- **SELECTED TEXT**:
=== Section Start ===

15.2.2. gsidens2orank output

The GSIDENS2ORANK tool performs a simple reformatting step and thus requires no configuration file. The multiple files passed to it are interpreted as members of the same ensemble. Therefore, each call to the tool processes exactly one ensemble. All input ensemble GSI diagnostic files must be of the same type. Mixing conventional and radiance files together will result in a runtime error. The GSIDENS2ORANK tool processes each ensemble member and keeps track of the observations it encounters. It constructs a list of the ensemble values corresponding to each observation and writes an output ORANK line listing the observation value, its rank, and all the ensemble values. The random number generator is used by the GSIDENS2ORANK tool to randomly assign a rank value in the case of ties.

=== Section End ===

- **EXTRACTED ENTRIES**:
=== Section Start ===

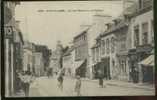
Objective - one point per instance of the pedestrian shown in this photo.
(100, 79)
(60, 81)
(27, 79)
(78, 85)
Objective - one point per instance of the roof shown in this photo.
(82, 32)
(114, 27)
(149, 61)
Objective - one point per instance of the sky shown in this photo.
(47, 22)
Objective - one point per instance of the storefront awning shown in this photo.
(148, 61)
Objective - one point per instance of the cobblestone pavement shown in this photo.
(48, 87)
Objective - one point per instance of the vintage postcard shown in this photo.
(79, 48)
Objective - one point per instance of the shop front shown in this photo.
(135, 56)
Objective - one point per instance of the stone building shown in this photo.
(38, 64)
(56, 58)
(28, 62)
(69, 61)
(142, 42)
(13, 40)
(81, 52)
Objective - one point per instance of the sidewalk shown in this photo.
(125, 84)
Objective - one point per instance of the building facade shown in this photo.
(13, 39)
(38, 64)
(81, 52)
(142, 37)
(68, 62)
(28, 58)
(56, 58)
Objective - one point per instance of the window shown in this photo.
(107, 46)
(136, 35)
(112, 44)
(103, 47)
(152, 31)
(145, 33)
(140, 4)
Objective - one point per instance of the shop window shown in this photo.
(145, 33)
(136, 35)
(107, 46)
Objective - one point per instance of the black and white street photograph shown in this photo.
(79, 48)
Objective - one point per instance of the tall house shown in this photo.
(12, 40)
(81, 52)
(142, 41)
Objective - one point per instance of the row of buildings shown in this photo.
(121, 48)
(20, 54)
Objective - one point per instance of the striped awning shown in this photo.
(148, 61)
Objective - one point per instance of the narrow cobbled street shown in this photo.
(45, 86)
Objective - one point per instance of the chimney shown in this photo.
(17, 24)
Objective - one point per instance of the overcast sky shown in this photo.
(43, 23)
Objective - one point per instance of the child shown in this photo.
(78, 86)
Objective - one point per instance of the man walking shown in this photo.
(78, 86)
(60, 81)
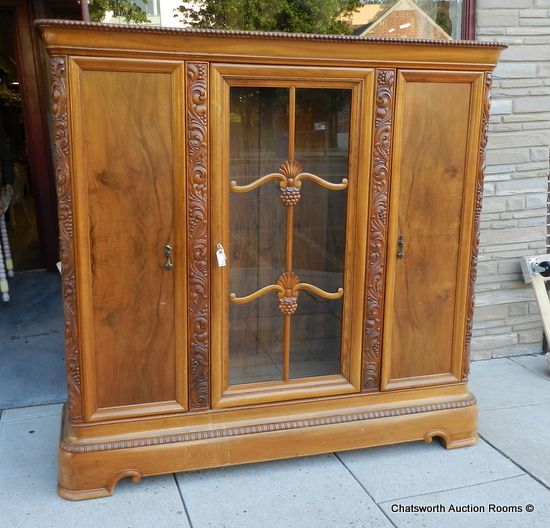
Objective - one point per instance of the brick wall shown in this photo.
(513, 222)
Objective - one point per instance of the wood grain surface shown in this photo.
(430, 154)
(129, 179)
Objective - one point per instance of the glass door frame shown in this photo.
(361, 84)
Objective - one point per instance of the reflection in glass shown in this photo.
(264, 227)
(322, 148)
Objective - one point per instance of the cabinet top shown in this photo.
(68, 37)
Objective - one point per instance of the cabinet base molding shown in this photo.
(92, 469)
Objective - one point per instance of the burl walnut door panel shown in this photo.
(290, 181)
(432, 200)
(130, 243)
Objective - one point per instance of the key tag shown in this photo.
(220, 255)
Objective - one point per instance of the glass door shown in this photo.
(286, 247)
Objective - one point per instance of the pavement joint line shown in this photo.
(527, 368)
(534, 477)
(182, 501)
(452, 489)
(541, 402)
(365, 490)
(32, 405)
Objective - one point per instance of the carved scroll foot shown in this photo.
(451, 441)
(88, 491)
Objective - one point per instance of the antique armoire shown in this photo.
(268, 243)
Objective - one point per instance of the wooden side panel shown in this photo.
(129, 176)
(432, 202)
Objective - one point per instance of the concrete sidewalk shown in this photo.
(509, 467)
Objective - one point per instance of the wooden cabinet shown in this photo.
(268, 244)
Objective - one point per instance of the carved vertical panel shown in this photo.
(477, 216)
(66, 232)
(378, 228)
(197, 230)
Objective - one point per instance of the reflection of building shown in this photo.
(405, 20)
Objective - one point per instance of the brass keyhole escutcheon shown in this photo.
(401, 246)
(168, 251)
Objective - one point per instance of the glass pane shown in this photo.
(258, 146)
(322, 148)
(315, 337)
(255, 337)
(430, 19)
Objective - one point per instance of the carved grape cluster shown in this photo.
(288, 305)
(290, 195)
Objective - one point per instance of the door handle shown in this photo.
(168, 251)
(220, 255)
(401, 246)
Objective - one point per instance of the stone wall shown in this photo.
(513, 222)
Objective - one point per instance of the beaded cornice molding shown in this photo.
(133, 28)
(223, 432)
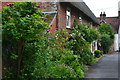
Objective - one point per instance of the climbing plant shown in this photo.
(106, 38)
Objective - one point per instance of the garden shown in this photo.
(31, 51)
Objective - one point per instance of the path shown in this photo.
(107, 67)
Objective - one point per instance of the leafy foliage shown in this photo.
(107, 37)
(97, 53)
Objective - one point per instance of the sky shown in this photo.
(109, 6)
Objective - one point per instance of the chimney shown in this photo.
(104, 16)
(119, 8)
(101, 16)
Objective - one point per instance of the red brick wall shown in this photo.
(62, 15)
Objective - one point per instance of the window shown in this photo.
(68, 18)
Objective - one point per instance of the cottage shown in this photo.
(115, 23)
(65, 13)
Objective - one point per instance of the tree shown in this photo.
(22, 23)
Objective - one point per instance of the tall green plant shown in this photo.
(107, 37)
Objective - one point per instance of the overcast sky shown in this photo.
(98, 6)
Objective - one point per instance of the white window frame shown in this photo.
(68, 18)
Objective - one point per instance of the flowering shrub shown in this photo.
(36, 53)
(23, 25)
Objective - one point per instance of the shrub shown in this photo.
(97, 53)
(106, 38)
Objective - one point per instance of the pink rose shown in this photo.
(48, 30)
(38, 6)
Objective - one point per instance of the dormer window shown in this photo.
(68, 18)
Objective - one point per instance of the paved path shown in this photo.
(107, 67)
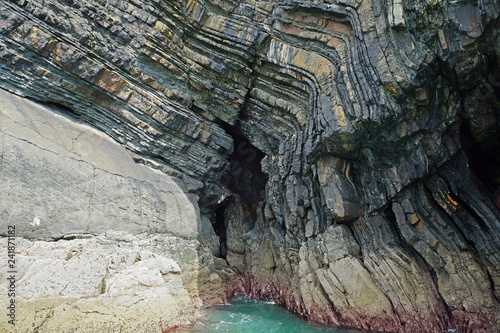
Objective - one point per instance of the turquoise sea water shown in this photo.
(243, 315)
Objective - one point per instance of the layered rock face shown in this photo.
(344, 152)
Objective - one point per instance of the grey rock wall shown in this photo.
(102, 243)
(344, 152)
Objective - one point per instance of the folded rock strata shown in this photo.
(338, 156)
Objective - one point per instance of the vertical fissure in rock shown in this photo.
(245, 181)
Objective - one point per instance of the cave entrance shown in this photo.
(246, 182)
(244, 176)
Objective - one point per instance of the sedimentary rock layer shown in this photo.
(102, 243)
(344, 152)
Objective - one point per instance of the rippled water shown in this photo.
(242, 315)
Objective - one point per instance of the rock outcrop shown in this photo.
(338, 156)
(103, 243)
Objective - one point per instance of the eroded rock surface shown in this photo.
(103, 244)
(344, 152)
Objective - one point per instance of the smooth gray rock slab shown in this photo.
(60, 177)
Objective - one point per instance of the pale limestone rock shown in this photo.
(98, 285)
(60, 177)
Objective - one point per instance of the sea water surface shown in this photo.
(244, 315)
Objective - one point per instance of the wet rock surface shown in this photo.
(344, 152)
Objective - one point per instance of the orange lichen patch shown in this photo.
(453, 202)
(35, 37)
(391, 89)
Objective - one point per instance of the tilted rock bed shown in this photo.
(339, 157)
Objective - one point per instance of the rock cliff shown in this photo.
(337, 156)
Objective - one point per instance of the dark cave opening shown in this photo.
(482, 146)
(246, 182)
(244, 176)
(220, 230)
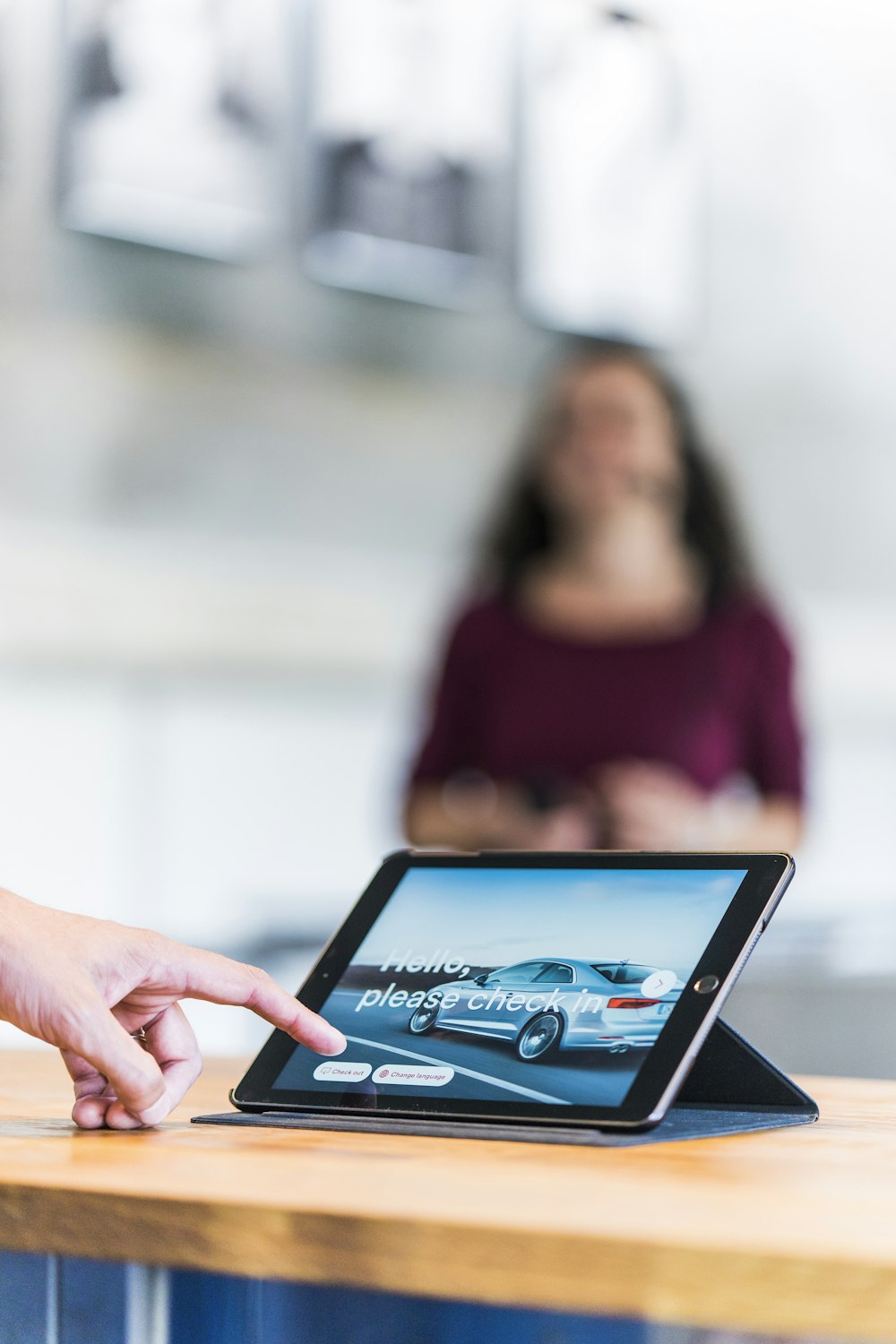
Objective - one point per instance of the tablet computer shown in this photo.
(524, 988)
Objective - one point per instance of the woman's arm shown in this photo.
(91, 988)
(651, 806)
(487, 816)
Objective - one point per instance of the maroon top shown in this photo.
(520, 703)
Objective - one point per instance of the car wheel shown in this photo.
(424, 1021)
(538, 1038)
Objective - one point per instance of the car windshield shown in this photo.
(624, 972)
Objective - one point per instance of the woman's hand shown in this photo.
(651, 806)
(90, 986)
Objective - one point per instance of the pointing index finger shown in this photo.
(223, 981)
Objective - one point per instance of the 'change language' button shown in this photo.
(414, 1075)
(339, 1072)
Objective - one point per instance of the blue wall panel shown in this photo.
(23, 1297)
(93, 1303)
(214, 1309)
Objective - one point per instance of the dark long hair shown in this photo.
(524, 530)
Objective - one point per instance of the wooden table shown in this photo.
(788, 1231)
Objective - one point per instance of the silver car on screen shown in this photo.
(552, 1004)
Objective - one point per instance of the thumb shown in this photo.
(101, 1040)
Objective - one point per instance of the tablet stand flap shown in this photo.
(729, 1073)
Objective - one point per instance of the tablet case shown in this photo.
(731, 1089)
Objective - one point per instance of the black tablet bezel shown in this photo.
(664, 1069)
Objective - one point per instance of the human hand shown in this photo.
(565, 827)
(653, 806)
(90, 986)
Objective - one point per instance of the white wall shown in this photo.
(233, 505)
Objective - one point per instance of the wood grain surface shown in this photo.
(788, 1231)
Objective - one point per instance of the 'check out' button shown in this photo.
(339, 1072)
(414, 1075)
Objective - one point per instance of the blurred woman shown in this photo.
(618, 682)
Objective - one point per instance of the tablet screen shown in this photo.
(530, 986)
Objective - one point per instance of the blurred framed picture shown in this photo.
(409, 124)
(610, 203)
(174, 118)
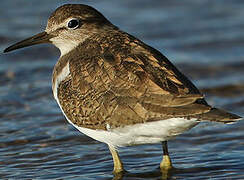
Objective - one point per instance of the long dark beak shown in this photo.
(42, 37)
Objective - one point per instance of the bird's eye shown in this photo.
(73, 24)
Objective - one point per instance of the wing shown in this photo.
(122, 81)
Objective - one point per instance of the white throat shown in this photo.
(64, 45)
(60, 77)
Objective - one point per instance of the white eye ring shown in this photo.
(73, 23)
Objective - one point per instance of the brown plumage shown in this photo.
(119, 80)
(115, 88)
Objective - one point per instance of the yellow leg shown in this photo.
(118, 166)
(166, 163)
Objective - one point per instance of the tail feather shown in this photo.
(218, 115)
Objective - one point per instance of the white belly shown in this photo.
(146, 133)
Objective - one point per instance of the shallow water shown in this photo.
(203, 38)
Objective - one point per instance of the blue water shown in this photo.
(203, 38)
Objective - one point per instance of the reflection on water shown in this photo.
(203, 38)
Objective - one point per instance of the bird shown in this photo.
(116, 89)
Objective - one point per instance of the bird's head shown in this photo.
(67, 27)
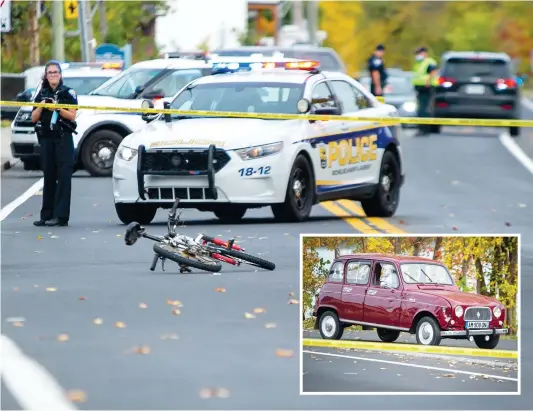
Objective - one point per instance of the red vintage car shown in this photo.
(396, 294)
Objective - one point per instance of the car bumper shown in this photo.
(468, 333)
(230, 182)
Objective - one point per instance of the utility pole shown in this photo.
(58, 41)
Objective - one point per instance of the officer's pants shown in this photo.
(57, 162)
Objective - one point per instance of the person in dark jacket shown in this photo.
(53, 128)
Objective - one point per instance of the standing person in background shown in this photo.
(57, 146)
(376, 69)
(424, 81)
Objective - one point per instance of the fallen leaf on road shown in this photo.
(284, 353)
(76, 396)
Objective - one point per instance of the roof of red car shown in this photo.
(394, 257)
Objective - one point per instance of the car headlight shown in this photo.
(409, 106)
(252, 153)
(126, 153)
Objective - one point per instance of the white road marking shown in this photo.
(426, 367)
(511, 145)
(17, 202)
(29, 382)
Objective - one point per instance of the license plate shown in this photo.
(477, 324)
(475, 89)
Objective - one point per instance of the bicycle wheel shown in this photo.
(251, 259)
(181, 257)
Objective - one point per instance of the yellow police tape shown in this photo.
(386, 120)
(369, 345)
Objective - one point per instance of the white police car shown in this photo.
(227, 165)
(100, 132)
(82, 77)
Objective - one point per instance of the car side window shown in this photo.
(358, 272)
(336, 272)
(386, 272)
(321, 97)
(346, 95)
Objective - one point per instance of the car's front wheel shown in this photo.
(387, 196)
(140, 213)
(299, 196)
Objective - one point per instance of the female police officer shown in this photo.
(57, 146)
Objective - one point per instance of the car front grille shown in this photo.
(182, 160)
(471, 314)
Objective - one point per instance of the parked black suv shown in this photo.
(477, 85)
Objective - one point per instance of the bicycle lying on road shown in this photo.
(203, 252)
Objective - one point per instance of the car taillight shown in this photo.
(506, 83)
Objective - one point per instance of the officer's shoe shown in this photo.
(56, 222)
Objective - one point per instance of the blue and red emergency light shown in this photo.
(234, 66)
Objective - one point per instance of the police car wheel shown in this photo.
(299, 196)
(387, 195)
(140, 213)
(98, 152)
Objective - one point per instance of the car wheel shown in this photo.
(487, 345)
(387, 196)
(140, 213)
(230, 214)
(98, 152)
(300, 193)
(514, 131)
(428, 332)
(330, 326)
(387, 335)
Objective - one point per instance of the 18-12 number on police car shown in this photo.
(250, 171)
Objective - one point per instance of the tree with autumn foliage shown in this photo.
(489, 264)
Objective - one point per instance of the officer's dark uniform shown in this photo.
(376, 63)
(57, 158)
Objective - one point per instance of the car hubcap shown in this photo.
(426, 333)
(328, 326)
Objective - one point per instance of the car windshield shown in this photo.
(425, 273)
(84, 85)
(252, 97)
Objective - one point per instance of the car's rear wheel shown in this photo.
(140, 213)
(387, 196)
(299, 196)
(330, 326)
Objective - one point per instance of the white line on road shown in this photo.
(426, 367)
(17, 202)
(29, 382)
(516, 151)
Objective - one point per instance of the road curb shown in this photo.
(473, 352)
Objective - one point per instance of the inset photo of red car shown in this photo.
(382, 313)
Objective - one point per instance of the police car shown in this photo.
(100, 132)
(227, 165)
(82, 77)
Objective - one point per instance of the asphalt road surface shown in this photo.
(331, 370)
(457, 182)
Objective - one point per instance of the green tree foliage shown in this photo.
(491, 261)
(501, 26)
(127, 22)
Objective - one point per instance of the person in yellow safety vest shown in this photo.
(424, 81)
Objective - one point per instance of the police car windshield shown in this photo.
(252, 97)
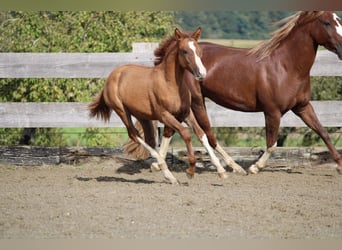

=== Section End ===

- **ACTIVITY 1**:
Answer from the gsidens2orank output section:
(a) Why does the tool need no configuration file?
(b) What happens if conventional and radiance files are mixed together?
(c) What does the tool use the random number generator for?
- **ACTIVITY 2**:
Continue the gsidens2orank output section from the point where it stops.

- **ANSWER SPACE 1**:
(a) It performs only a simple reformatting step.
(b) It results in a runtime error.
(c) To randomly assign a rank value when there are ties.

- **ANSWER SPACE 2**:
The GSID2MPR tool writes the same set of ORANK output columns for the conventional and radiance data types. However, it also writes additional columns at the end of the ORANK line which depend on the input file type. The extra columns are limited to quantities which remain constant over all the ensemble members and are therefore largely a subset of the extra columns written by the GSID2MPR tool. Those additional columns are described in the following tables.

Table 15.3 Format information for GSI Diagnostic Conventional ORANK (Observation Rank) output line type.

GSI DIAGNOSTIC CONVENTIONAL ORANK OUTPUT FILE

Column Number

Column Name

Description

1-?

Standard ORANK columns described in Table 13.7.

Last-2

N_USE

Number of members with ANLY_USE = 1

Last-1

PREP_USE

read_PrepBUFR usage

Last

SETUP_QC

Setup quality control

Table 15.4 Format information for GSI Diagnostic Radiance ORANK (Observation Rank) output line type.

GSI DIAGNOSTIC RADIANCE ORANK OUTPUT FILE

Column Number

Column Name

Description

1-?

Standard ORANK columns described in Table 13.7.

Last-24

N_USE

Number of members with OBS_QC = 0

Last-23

CHAN_USE

Channel used (1 for yes, -1 for no)

Last-22

SCAN_POS

Sensor scan position

Last-21

SAT_ZNTH

Satellite zenith angle (degrees)

Last-20

SAT_AZMTH

Satellite azimuth angle (degrees)

Last-19

SUN_ZNTH

Solar zenith angle (degrees)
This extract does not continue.